Das ganze Leben ist die Kunst des rechten Maßes. Egal ob ‘privat’, öffentlich, politisch, sozial, beim Essen, Trinken und den Drogen, Spocht, Unterhaltung und selbst in der Vernunft braucht es Grenzen, innerhalb derer getan und gelebt wird, sonst wird es unerträglich. Ich meine hier selbstverständlich Gesellschaft – die wiederum da anfängt, wo wir es mit mindestens zwei Menschen zu tun haben. Da muss es Grenzen ebenso geben wie Toleranz; wird die Schraube überdreht, fliegt das Ganze auseinander. Dummerweise befinden wir uns in diesem Albtraum mit dem Titel von Maggie Thatcher: “There is no such thing as society” – es gibt keine Gesellschaft.

Zu erledigen:
A - Stimmen diese Aussagen mit dem Textauszug überein? Antworte jeweils mit Ja oder Nein und zitiere die entscheidenden Worte genau.
(i) Gesellschaft beginnt dort, wo man es mit mindestens zwei Menschen zu tun hat.
(ii) In der Vernunft braucht es keine Grenzen.
(iii) Das Zitat „There is no such thing as society“ stammt von Maggie Thatcher.
B - Schreib den Textauszug buchstabengetreu ab, beginnend bei „Das ganze Leben“ und endend bei „gibt keine Gesellschaft.“.

Einträge im Datensatz:
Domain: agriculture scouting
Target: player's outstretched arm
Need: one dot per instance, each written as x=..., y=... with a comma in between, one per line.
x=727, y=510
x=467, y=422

Ergebnisse je Aufgabe:
A -
(i) Ja: „die wiederum da anfängt, wo wir es mit mindestens zwei Menschen zu tun haben“
(ii) Nein: „und selbst in der Vernunft braucht es Grenzen“
(iii) Ja: „mit dem Titel von Maggie Thatcher: “There is no such thing as society”“

B -
Das ganze Leben ist die Kunst des rechten Maßes. Egal ob ‘privat’, öffentlich, politisch, sozial, beim Essen, Trinken und den Drogen, Spocht, Unterhaltung und selbst in der Vernunft braucht es Grenzen, innerhalb derer getan und gelebt wird, sonst wird es unerträglich. Ich meine hier selbstverständlich Gesellschaft – die wiederum da anfängt, wo wir es mit mindestens zwei Menschen zu tun haben. Da muss es Grenzen ebenso geben wie Toleranz; wird die Schraube überdreht, fliegt das Ganze auseinander. Dummerweise befinden wir uns in diesem Albtraum mit dem Titel von Maggie Thatcher: “There is no such thing as society” – es gibt keine Gesellschaft.